PROVIDED DATA below:

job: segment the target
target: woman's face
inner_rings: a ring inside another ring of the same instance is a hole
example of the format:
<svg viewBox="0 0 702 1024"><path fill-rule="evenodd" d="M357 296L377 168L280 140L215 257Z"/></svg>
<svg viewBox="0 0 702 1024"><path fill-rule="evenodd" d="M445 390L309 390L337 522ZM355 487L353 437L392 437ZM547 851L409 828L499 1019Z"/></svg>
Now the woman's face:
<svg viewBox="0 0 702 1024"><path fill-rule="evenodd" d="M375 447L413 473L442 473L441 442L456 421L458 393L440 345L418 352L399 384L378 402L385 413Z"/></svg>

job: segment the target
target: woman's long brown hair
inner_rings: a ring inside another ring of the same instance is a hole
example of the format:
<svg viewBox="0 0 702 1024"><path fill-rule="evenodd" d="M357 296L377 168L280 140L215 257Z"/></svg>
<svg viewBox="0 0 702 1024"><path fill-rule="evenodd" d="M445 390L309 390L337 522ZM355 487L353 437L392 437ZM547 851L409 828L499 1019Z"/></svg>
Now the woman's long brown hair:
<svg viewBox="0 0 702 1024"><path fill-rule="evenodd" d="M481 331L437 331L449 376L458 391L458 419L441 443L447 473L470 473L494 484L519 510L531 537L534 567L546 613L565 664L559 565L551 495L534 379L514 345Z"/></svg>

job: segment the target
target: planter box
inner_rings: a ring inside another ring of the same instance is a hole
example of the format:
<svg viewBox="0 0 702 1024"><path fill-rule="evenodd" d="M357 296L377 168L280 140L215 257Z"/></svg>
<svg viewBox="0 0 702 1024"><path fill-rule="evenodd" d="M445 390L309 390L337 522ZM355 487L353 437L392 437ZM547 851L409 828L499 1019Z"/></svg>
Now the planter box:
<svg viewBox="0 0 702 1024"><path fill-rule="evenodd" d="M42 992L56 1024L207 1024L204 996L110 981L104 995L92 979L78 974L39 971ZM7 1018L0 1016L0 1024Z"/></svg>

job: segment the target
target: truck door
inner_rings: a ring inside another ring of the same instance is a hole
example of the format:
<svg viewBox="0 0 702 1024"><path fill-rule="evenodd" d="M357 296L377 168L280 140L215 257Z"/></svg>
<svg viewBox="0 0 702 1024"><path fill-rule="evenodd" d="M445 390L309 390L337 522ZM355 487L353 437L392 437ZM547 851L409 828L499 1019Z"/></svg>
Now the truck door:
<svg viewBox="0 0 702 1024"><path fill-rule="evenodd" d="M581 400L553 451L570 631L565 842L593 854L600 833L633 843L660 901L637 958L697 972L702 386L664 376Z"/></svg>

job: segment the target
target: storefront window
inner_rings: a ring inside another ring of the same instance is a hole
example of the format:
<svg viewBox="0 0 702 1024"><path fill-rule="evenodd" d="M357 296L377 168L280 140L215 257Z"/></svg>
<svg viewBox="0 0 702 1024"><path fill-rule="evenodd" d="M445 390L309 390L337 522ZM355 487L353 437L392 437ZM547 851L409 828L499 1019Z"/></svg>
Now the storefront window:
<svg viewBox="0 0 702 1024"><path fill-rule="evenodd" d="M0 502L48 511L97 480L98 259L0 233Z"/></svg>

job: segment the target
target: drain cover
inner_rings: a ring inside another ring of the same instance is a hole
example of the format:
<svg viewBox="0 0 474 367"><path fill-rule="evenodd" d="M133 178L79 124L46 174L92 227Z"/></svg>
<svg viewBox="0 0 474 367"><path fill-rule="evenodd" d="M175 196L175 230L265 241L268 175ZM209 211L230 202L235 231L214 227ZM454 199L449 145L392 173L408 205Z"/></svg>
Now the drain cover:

End of PROVIDED DATA.

Exactly as they stand above, write out the entries.

job: segment the target
target: woman's face
inner_rings: a ring inside another ring of the same instance is a hole
example of the format:
<svg viewBox="0 0 702 1024"><path fill-rule="evenodd" d="M357 296L377 168L280 140L215 257Z"/></svg>
<svg viewBox="0 0 702 1024"><path fill-rule="evenodd" d="M445 390L309 390L337 522ZM355 487L353 437L392 437ZM547 851L409 828L499 1019Z"/></svg>
Now the woman's face:
<svg viewBox="0 0 702 1024"><path fill-rule="evenodd" d="M375 447L413 473L442 473L441 442L456 421L458 393L440 345L418 352L399 384L378 402L385 413Z"/></svg>

job: segment the target
target: woman's long brown hair
inner_rings: a ring inside another ring of the same instance is a hole
example of the format:
<svg viewBox="0 0 702 1024"><path fill-rule="evenodd" d="M357 296L377 168L280 140L215 257Z"/></svg>
<svg viewBox="0 0 702 1024"><path fill-rule="evenodd" d="M445 390L309 390L337 522ZM355 487L353 437L392 437ZM547 851L409 828L499 1019Z"/></svg>
Now the woman's long brown hair:
<svg viewBox="0 0 702 1024"><path fill-rule="evenodd" d="M481 331L437 331L449 376L458 391L458 419L441 443L447 473L470 473L494 484L519 510L531 537L534 567L546 613L565 664L559 565L551 495L534 379L514 345Z"/></svg>

job: segment the target
target: planter box
inner_rings: a ring inside another ring of the same instance is a hole
example of the format:
<svg viewBox="0 0 702 1024"><path fill-rule="evenodd" d="M357 296L377 168L280 140L215 257Z"/></svg>
<svg viewBox="0 0 702 1024"><path fill-rule="evenodd" d="M445 390L309 390L337 522ZM355 487L353 437L392 437ZM547 851L409 828L499 1019Z"/></svg>
Now the planter box:
<svg viewBox="0 0 702 1024"><path fill-rule="evenodd" d="M42 992L56 1024L207 1024L204 996L110 981L104 995L92 979L78 974L39 971ZM7 1018L0 1016L0 1024Z"/></svg>

job: segment the target
target: truck door
inner_rings: a ring inside another ring of the same instance is a hole
example of the format:
<svg viewBox="0 0 702 1024"><path fill-rule="evenodd" d="M357 296L377 168L280 140L215 257Z"/></svg>
<svg viewBox="0 0 702 1024"><path fill-rule="evenodd" d="M445 390L309 390L337 522ZM355 487L353 437L392 437ZM547 851L409 828L499 1019Z"/></svg>
Now the truck door:
<svg viewBox="0 0 702 1024"><path fill-rule="evenodd" d="M581 400L553 451L570 631L565 842L593 854L600 833L633 843L660 901L637 958L697 972L702 386L664 376Z"/></svg>

job: segment the target
target: storefront window
inner_rings: a ring inside another ring of the same instance is a hole
example of the format:
<svg viewBox="0 0 702 1024"><path fill-rule="evenodd" d="M357 296L377 168L280 140L215 257Z"/></svg>
<svg viewBox="0 0 702 1024"><path fill-rule="evenodd" d="M445 390L309 390L337 522ZM355 487L353 437L392 437ZM547 851L409 828L499 1019Z"/></svg>
Now the storefront window:
<svg viewBox="0 0 702 1024"><path fill-rule="evenodd" d="M0 502L48 511L97 480L98 259L0 233Z"/></svg>

job: segment the target
target: drain cover
inner_rings: a ring inside another ring of the same instance is a hole
example of the format:
<svg viewBox="0 0 474 367"><path fill-rule="evenodd" d="M133 178L79 124L46 174L92 227Z"/></svg>
<svg viewBox="0 0 474 367"><path fill-rule="evenodd" d="M175 196L175 230L265 241L268 175ZM209 211L230 202L235 231L214 227ZM454 199L449 145L392 173L408 205Z"/></svg>
Now the drain cover:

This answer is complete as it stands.